**The input**
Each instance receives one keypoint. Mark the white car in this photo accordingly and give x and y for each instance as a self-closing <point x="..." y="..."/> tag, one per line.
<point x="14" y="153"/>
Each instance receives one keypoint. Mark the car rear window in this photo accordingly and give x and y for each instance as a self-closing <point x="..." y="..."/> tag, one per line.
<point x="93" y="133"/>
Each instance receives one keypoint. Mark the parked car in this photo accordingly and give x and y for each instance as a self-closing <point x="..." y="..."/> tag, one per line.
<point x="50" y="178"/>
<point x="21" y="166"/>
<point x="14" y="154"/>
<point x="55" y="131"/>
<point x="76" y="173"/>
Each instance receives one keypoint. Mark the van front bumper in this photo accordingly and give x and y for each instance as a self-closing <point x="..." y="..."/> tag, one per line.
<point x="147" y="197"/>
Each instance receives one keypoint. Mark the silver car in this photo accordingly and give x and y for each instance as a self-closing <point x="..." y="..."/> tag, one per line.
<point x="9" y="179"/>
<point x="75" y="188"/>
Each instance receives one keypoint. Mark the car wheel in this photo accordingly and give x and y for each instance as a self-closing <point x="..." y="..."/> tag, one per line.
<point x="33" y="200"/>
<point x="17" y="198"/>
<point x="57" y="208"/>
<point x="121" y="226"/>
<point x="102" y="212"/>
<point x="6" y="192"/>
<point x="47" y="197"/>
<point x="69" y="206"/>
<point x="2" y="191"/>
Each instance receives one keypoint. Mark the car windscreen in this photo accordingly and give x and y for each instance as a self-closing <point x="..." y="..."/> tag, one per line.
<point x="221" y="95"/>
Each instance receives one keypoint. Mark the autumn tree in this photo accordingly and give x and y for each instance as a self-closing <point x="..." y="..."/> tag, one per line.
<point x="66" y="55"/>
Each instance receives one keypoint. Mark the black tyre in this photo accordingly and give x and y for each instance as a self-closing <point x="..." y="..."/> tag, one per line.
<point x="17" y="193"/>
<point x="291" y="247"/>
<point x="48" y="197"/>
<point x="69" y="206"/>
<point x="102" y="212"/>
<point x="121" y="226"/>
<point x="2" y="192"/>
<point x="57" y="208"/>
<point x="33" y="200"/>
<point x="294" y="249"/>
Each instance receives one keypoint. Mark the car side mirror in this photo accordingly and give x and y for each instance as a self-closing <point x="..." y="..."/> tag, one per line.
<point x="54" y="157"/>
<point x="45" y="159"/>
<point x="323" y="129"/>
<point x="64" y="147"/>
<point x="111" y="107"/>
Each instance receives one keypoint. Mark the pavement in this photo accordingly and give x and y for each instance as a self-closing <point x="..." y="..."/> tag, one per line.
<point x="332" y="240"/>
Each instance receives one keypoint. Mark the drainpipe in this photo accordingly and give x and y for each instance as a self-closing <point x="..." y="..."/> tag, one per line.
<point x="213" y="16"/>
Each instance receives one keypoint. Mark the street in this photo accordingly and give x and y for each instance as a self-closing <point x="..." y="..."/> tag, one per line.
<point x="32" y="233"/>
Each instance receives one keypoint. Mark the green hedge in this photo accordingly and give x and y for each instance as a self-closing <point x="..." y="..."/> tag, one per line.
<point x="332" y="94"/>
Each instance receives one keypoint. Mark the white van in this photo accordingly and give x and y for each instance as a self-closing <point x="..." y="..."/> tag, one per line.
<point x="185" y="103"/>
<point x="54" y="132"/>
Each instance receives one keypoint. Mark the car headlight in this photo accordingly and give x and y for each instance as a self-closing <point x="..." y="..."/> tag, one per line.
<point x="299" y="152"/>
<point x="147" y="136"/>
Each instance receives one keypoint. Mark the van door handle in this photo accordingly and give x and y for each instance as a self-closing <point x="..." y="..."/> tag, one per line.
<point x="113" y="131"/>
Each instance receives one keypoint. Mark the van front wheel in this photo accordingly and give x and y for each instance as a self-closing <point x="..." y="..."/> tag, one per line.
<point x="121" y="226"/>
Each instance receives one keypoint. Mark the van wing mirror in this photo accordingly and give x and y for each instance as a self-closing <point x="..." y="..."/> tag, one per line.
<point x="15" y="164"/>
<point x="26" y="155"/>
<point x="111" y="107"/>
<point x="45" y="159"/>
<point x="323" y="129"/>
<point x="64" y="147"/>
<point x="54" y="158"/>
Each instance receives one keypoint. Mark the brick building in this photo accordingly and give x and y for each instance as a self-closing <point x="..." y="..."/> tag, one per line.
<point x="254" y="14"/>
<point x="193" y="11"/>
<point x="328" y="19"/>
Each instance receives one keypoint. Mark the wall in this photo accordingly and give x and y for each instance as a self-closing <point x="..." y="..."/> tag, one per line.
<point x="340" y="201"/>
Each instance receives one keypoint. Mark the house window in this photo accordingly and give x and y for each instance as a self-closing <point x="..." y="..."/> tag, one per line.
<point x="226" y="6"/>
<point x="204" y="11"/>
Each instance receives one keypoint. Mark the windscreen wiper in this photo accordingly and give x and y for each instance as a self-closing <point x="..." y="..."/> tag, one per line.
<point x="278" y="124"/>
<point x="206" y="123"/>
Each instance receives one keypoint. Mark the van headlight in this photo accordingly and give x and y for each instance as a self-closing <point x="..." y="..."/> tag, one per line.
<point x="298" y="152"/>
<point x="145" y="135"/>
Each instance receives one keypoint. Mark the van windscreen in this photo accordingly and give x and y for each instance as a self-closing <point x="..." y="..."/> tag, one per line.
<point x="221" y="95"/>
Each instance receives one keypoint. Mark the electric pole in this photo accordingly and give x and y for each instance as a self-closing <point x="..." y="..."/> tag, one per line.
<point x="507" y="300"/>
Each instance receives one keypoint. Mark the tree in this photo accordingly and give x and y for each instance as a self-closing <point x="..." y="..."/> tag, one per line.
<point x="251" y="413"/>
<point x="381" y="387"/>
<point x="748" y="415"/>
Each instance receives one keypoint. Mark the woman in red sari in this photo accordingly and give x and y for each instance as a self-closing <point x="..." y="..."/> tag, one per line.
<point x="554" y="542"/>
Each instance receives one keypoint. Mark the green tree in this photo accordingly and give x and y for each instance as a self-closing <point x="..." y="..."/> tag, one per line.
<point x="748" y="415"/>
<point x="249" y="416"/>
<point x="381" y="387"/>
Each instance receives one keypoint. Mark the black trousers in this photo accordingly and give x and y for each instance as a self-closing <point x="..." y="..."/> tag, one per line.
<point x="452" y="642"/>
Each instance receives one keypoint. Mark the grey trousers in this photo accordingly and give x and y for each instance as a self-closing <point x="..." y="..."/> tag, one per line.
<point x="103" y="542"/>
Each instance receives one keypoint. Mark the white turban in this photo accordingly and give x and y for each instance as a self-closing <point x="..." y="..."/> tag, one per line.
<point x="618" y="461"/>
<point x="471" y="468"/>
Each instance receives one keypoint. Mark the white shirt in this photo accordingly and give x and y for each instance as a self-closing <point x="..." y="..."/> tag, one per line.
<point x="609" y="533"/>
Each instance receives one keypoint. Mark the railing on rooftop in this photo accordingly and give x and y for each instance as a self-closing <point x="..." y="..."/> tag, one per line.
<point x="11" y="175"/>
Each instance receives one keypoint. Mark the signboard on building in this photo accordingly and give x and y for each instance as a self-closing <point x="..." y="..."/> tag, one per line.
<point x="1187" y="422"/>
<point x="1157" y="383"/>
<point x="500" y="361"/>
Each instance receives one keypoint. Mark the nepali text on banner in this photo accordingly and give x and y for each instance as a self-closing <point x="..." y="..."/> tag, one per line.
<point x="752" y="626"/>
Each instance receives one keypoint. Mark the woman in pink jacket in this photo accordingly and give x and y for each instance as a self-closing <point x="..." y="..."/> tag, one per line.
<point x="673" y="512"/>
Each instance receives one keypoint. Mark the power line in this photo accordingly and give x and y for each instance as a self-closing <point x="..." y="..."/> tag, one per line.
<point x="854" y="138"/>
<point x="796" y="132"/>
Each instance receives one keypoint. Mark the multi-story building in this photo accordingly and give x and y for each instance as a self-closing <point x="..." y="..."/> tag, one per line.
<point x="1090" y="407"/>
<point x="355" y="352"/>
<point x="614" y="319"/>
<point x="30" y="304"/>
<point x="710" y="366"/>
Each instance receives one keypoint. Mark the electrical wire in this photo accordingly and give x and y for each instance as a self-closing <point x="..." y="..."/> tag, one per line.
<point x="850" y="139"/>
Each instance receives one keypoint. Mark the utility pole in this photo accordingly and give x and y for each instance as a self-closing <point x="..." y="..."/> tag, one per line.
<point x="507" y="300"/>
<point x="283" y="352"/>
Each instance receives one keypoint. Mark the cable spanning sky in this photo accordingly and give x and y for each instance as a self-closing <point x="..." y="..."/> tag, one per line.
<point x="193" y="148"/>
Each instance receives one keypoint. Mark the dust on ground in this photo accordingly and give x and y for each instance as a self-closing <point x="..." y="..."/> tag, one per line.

**Given exercise**
Copy out the lines starting at the one containing "Each instance receives one keypoint. Mark the utility" and ending with the last line of the entries. Include nothing else.

**Complete answer**
Each instance receives one keypoint. Mark the utility pole in this photo accordingly and give x and y for each instance as a self-closing <point x="..." y="..."/> tag, one per line.
<point x="507" y="300"/>
<point x="283" y="352"/>
Each instance receives one keypoint. Mark the cable spanning sky in this photo accordingly and give x and y for each instance as a self-closing <point x="..." y="..."/> tag, one per line.
<point x="193" y="148"/>
Each instance receives one keypoint. Mark the dust on ground in this photo accordingly and give x and y for each instance as a self-closing <point x="..." y="..."/> tag, one per line.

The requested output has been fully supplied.